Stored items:
####################

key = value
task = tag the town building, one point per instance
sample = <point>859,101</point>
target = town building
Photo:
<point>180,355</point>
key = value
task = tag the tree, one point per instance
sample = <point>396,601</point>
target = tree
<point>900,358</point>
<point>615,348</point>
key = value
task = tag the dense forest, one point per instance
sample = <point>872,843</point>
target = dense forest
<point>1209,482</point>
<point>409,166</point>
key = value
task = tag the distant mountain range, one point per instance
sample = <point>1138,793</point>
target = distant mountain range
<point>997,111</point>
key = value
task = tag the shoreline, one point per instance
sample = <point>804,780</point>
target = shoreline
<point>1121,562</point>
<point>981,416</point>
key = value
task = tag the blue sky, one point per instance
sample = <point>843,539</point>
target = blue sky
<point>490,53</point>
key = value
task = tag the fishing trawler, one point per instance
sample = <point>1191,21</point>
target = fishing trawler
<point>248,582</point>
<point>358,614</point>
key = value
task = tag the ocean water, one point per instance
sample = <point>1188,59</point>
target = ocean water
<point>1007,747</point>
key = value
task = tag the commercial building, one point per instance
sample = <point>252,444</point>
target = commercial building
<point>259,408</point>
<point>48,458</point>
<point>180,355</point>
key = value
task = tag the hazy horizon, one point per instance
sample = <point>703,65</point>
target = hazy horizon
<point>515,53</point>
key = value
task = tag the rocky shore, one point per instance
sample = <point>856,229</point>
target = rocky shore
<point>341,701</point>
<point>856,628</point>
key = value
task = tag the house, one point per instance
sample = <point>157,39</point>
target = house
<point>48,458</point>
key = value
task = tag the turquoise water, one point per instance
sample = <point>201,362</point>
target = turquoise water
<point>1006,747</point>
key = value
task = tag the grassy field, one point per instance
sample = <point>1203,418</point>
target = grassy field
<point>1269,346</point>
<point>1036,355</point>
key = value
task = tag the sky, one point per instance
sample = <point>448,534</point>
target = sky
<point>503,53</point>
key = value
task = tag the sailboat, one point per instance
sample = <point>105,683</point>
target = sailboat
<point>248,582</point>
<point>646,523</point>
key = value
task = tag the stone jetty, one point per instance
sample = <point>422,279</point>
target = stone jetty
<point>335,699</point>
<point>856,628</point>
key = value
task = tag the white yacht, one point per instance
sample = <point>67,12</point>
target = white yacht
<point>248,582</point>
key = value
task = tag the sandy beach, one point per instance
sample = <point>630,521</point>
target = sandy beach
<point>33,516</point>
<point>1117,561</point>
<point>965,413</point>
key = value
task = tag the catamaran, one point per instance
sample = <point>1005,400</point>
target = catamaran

####################

> [DESCRIPTION OF THE TASK] Copy out the stored items word for word, from the start of the listing through the line containing "<point>1007,747</point>", including that line.

> [RESPONSE]
key = value
task = tag the town building, one point per instance
sample = <point>859,101</point>
target = town building
Photo:
<point>180,355</point>
key = value
task = tag the tree, one point per instance
sample = <point>396,601</point>
target = tree
<point>900,358</point>
<point>615,348</point>
key = value
task = tag the dense forest, one point per instance
sample = <point>872,843</point>
target = dense forest
<point>1209,482</point>
<point>409,166</point>
key = value
task = tag the distant mountain range, one point per instance
sample = <point>1138,793</point>
target = distant mountain range
<point>997,111</point>
key = value
task = tag the shoreline, one point per instance
sample = <point>804,780</point>
target = shoreline
<point>1121,562</point>
<point>981,416</point>
key = value
task = tag the blue sky, one point per instance
sample = <point>843,539</point>
target = blue sky
<point>490,53</point>
key = value
task = tag the fishing trawler, one point per instance
sample = <point>1191,21</point>
target = fishing trawler
<point>248,582</point>
<point>358,614</point>
key = value
task = tag the ocean water, one point per instance
sample = <point>1188,59</point>
target = ocean water
<point>1007,747</point>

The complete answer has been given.